• Your tasks:
1 - Answer these questions using the piece on Prince William's Gaza statement.
(a) How long does the piece say the Princess of Wales has gone without being seen or heard from?
(b) An aide to an Israeli MP compared the public reaction to earlier ceasefire calls from whom?
(c) According to Kensington Palace's briefings, what were the Foreign Office and Downing Street about William's statement?
2 - Copy out the passage from the piece on Prince William's Gaza statement, starting at "Diplomatic sources suggested" and ending at "hostages in Gaza.", with no changes.

• Document section:
◆ ◆ ◆
Prince William is getting the attention he craved this week, just days after his brother completed a very successful and high-profile visit to Canada. With William, his need for (unearned) validation is mostly about Harry, but it’s also about deflection. Deflection from his god-awful gaffes at the BAFTAs, deflection from the fact that the Princess of Wales has not been seen or heard from in two full months, deflection from the fact that William is deeply and profoundly unprepared. But like all of William’s stunts, his sudden statement this week on the Middle East conflict landed with a dull political thud. There are completely valid questions about whether William’s statement means that he will enter the political fray all the time now, whenever he feels like it. The reaction from Israel has been officially “whatever, fine” while behind the scenes, Israeli officials are bitching about his naivete. That extends to the reaction from civilian Israelis:
Israelis reacted with a mix of indifference and irritation to a rare political intervention from Prince William calling for “an end to the fighting in Gaza”.
The Prince of Wales issued the statement on Tuesday in co-ordination with the Foreign Office, using the same phrase as Foreign Secretary Lord Cameron that “too many have been killed” during the Israel-Hamas war while calling for more aid to be allowed into Gaza and the release of Israeli hostages held by Hamas.
Diplomatic sources suggested that less significance was being attached to the statement in Israel than in the UK. One aide to an Israeli MP compared the public reaction to previous calls from the Pope for a ceasefire in Gaza.
“The public is not impressed because the [Royal Family] does not have many powers,” the aide said.
Israeli social media discussion was often less respectful towards the British royal. Political lobbyist and former local government official Yamit Yanay-Malul accused the prince of a “ridiculous statement” and questioned whether he had used his connection to the Red Cross to press the charity to visit hostages in Gaza.
One Facebook commenter said Prince William should “first make peace with your brother”, alluding to the schism between Windsor and Prince Harry. Another urged him to “reprimand the citizens of Gaza, who co-operated with a…terror organisation”. Israeli news outlets carried reports on the statement, but typically short items placed below news on the progress of the war and negotiations with Hamas.
He “issued the statement on Tuesday in co-ordination with the Foreign Office” – no he didn’t. That was made clear by Kensington Palace’s briefings yesterday – the Foreign Office and Downing Street were merely “informed” of William’s statement but they did not coordinate with him about it. I genuinely believe that William has deeply irritated his Tory handlers, the men grooming him for the throne. As for “first make peace with your brother” – yeah, that’s another reason why William’s big political intervention falls flat. “Stop the violence, make peace” from a man who assaulted his brother, bullied his sister-in-law and, four years after their escape, he still seethes with violent rage about them. Hypocritical doesn’t even begin to cover it.
◆ ◆ ◆
Natural-language object grounding data:

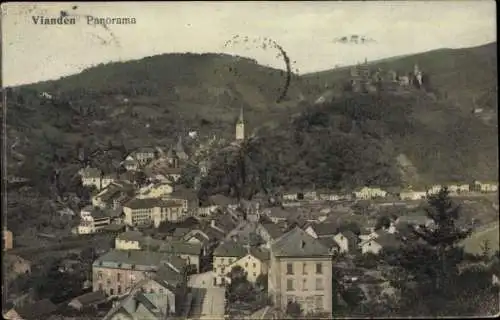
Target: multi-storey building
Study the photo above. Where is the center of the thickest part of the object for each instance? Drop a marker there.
(301, 271)
(152, 211)
(92, 220)
(118, 271)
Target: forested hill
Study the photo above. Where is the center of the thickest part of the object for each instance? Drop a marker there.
(351, 140)
(457, 74)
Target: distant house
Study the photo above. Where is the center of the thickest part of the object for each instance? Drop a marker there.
(39, 310)
(434, 189)
(384, 241)
(327, 196)
(221, 201)
(277, 214)
(152, 211)
(254, 263)
(150, 299)
(417, 219)
(143, 155)
(269, 232)
(300, 270)
(15, 266)
(118, 271)
(131, 164)
(93, 220)
(94, 177)
(331, 244)
(290, 196)
(91, 299)
(129, 240)
(366, 193)
(7, 239)
(190, 252)
(346, 240)
(225, 255)
(323, 230)
(155, 190)
(485, 186)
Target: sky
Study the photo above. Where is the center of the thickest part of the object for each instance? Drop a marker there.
(305, 30)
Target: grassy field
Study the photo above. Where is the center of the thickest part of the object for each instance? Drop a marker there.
(474, 243)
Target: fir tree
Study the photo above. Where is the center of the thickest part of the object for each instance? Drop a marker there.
(444, 235)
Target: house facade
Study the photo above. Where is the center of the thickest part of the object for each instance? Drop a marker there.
(300, 271)
(224, 256)
(152, 211)
(367, 193)
(92, 220)
(412, 195)
(129, 240)
(156, 190)
(118, 271)
(7, 239)
(255, 263)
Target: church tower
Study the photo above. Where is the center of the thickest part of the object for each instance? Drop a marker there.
(240, 127)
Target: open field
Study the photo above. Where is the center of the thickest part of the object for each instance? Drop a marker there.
(474, 243)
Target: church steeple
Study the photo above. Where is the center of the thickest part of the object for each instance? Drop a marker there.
(240, 118)
(240, 127)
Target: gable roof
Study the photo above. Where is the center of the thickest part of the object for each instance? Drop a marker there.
(137, 259)
(261, 254)
(180, 247)
(90, 298)
(351, 236)
(36, 310)
(131, 236)
(279, 213)
(297, 243)
(325, 229)
(151, 203)
(273, 230)
(330, 243)
(230, 249)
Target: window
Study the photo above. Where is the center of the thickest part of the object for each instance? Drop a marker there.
(289, 285)
(319, 284)
(319, 268)
(289, 268)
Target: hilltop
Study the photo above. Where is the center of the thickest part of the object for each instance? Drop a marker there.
(457, 74)
(152, 101)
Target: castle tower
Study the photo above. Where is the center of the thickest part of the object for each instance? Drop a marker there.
(240, 127)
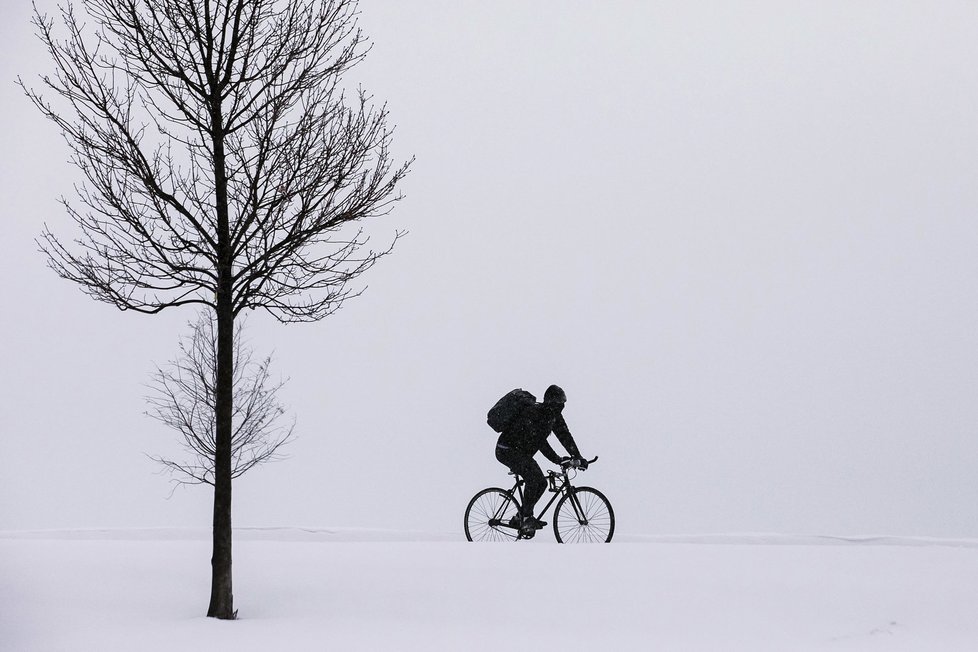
◆ ◆ ◆
• Task-by-task answers:
1 -
(a) Two full months.
(b) The Pope.
(c) Merely "informed."

2 -
Diplomatic sources suggested that less significance was being attached to the statement in Israel than in the UK. One aide to an Israeli MP compared the public reaction to previous calls from the Pope for a ceasefire in Gaza.
“The public is not impressed because the [Royal Family] does not have many powers,” the aide said.
Israeli social media discussion was often less respectful towards the British royal. Political lobbyist and former local government official Yamit Yanay-Malul accused the prince of a “ridiculous statement” and questioned whether he had used his connection to the Red Cross to press the charity to visit hostages in Gaza.